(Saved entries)
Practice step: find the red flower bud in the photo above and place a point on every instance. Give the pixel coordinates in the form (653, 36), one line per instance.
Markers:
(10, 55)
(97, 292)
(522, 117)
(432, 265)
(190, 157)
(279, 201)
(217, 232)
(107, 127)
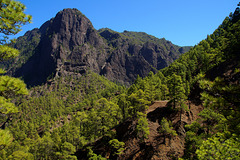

PROBLEM STATEMENT:
Once the pictures are set aside, transcribe the remaining lines above exactly.

WORKED SOLUTION:
Practice step: find the red flower bud in the photo above and place a point on every instance. Give the pixel coordinates in the form (653, 36), one line per instance.
Markers:
(10, 55)
(97, 292)
(522, 117)
(432, 265)
(190, 157)
(279, 201)
(217, 232)
(107, 127)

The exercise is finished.